▶ **Passage provided**:
━━━━━━━━━━━━━━━━━━━━

# Help Repairing LED - AquaticLife Marquis 48"



## Majoram (Feb 26, 2010)

So my AquaticLife Marquis 48" seems to be dead.
It's not powering on, connections seem to be ok.

I'm thinking the power brick may be the issue but not sure.

Any suggestions on how I can try and fix this?
I have no issue messing with the electrical innards.
I tried googling but all I get a links to buy a new one LOL

Even suggestions on souping it up or modding the hardware to make a better light would be appreciated.


----------



## JasonM (Nov 26, 2011)

Most likely your led driver is gone


----------



## Majoram (Feb 26, 2010)

JasonM said:


> Most likely your led driver is gone


Thanks. Any suggestions on what is the best solution?
Should I just get a new power brick (if there is such a think as a generic one)?
Or open it up and do some repairs?


----------



## Aqualien (Jan 13, 2018)

Hi

See if there are any details on your powersupply , see if you get any power at the output.

━━━━━━━━━━━━━━━━━━━━

▶ **Data rows**:
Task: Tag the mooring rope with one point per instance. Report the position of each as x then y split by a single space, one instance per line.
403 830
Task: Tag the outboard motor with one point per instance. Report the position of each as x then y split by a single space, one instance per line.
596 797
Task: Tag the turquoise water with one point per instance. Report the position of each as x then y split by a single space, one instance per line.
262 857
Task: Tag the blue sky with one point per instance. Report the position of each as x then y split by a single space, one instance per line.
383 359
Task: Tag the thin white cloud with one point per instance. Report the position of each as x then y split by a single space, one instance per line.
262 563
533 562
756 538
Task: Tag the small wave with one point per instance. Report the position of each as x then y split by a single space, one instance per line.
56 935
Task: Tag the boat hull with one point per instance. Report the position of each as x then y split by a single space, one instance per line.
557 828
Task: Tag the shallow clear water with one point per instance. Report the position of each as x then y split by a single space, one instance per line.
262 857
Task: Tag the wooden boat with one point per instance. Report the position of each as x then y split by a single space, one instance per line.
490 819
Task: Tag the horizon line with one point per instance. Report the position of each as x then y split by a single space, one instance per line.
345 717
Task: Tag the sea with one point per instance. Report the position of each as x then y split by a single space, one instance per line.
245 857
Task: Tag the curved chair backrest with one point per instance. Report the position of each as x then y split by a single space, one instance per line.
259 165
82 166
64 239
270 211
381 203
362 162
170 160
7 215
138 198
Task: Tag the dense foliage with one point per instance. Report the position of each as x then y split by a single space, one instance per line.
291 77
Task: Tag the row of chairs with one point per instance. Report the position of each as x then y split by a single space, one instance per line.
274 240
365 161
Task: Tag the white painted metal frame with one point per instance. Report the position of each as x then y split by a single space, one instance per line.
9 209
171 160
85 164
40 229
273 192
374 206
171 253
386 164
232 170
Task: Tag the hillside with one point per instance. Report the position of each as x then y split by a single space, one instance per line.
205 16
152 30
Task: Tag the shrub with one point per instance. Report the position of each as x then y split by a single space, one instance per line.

━━━━━━━━━━━━━━━━━━━━

▶ **Objective**:
Continue the forum thread above about repairing the AquaticLife Marquis 48" LED light, starting right after its last sentence.

▶ **Right answer**:
I looked at your light for specifics but can't find to much.
Usually these LED strips run on 12V and in your case 48" shows as 71 watt.
You can get a powersupply on ebay for not to much , you'll need a minimum of 6A , which provides 72 W (VxA=Watt) I'd go for an 8A (96W) version , but first make sure it actually is the powersupply.
EDIT: I found the Marquis is T5HO , you do not have the Edge , if that's the case ignore what I replied previous.


----------



## charlie1 (Dec 1, 2011)

Perhaps taking the fixture you your local Big Al's ( think they sell these fixture) and kindly ask them to power it up with one of their power supply will determine if it is the power supply.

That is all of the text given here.